> **TEXTAUSZUG**:
Unser vollständiges Glaubensbekenntnis wurde verfasst 1540 und zum erstenmal gedruckt 1565. Unsre Geschichte ist mit Blut und Tränen geschrieben und ist großenteils eine Geschichte von Verfolgung und Leiden. Wir haben die Berichte von über zweitausend Personen unsers Glaubens, die den Märtyrertod erlitten haben durch Feuer, Wasser oder Schwert. Unsere Gemeinschaft ist von einem Land zum andern getrieben worden, und lieber als ihren Grundsätzen untreu zu werden, sind sie nach fremden Ländern geflohen, bis sie endlich 1874 von Russland nach diesem Lande auswanderten.

> **DATEN**:
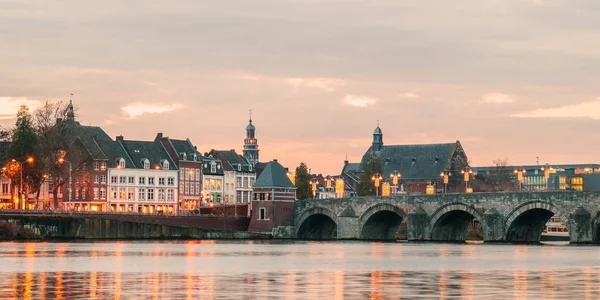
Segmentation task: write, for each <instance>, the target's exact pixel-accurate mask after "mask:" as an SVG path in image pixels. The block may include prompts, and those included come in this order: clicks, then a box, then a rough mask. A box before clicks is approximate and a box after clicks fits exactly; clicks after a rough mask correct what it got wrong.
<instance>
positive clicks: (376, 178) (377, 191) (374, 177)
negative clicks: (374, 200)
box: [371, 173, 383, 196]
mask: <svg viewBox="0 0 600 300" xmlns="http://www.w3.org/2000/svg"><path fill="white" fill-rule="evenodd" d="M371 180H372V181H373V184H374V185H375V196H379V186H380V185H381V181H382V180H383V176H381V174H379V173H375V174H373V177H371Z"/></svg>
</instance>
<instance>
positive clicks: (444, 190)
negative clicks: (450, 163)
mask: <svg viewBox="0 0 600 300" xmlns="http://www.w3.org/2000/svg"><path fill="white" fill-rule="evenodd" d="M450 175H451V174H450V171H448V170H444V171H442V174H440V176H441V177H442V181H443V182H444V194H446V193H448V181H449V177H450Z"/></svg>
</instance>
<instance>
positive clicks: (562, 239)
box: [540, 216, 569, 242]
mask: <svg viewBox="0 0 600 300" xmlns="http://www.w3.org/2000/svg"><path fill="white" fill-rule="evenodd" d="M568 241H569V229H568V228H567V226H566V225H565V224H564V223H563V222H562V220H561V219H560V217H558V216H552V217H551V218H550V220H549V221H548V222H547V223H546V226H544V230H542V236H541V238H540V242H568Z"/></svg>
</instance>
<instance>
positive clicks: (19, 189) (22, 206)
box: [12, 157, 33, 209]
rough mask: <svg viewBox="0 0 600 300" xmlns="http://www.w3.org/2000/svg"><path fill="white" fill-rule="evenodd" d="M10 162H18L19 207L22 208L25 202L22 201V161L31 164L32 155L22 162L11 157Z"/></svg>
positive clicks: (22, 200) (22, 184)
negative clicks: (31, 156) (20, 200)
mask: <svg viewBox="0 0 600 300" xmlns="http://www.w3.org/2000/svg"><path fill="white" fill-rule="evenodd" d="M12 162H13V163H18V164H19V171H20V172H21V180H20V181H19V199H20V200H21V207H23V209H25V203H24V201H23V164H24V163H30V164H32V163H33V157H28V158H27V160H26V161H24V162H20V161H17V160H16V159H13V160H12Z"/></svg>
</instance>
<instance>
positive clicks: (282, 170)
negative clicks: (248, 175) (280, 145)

> **AUFGABE A**: Nennen Sie sämtliche Jahreszahlen, die der Textauszug über die Geschichte der Glaubensgemeinschaft enthält.
> **AUFGABE B**: Schreiben Sie den Textauszug über die Geschichte der verfolgten Glaubensgemeinschaft im Anschluss an seinen letzten Satz weiter.
Die Daten haben mit dem Textauszug nichts zu tun.

> **ANTWORT A**: 1540, 1565, 1874

> **ANTWORT B**:
Wir möchten hinzufügen, dass wir unser Land lieben und Gott und der Regierung sehr dankbar sind für die Gewissensfreiheit, die wir bisher genossen haben. Wir sind der von Gott verordneten Obrigkeit gegenüber treu und möchten unserm Land auf irgendeinem Wege dienen, wo nicht unsre christliche Überzeugung verletzt wird; und wir hoffen, Sie glauben auch, dass wir den Lehren des Wortes Gottes und dem Mahnen unseres Gewissens Gehorsam leisten sollten, und dass wir lieber leiden sollten, was Gott zulässt, als zu tun, was wir deutlich erkennen als gegen Gottes Wort. (...)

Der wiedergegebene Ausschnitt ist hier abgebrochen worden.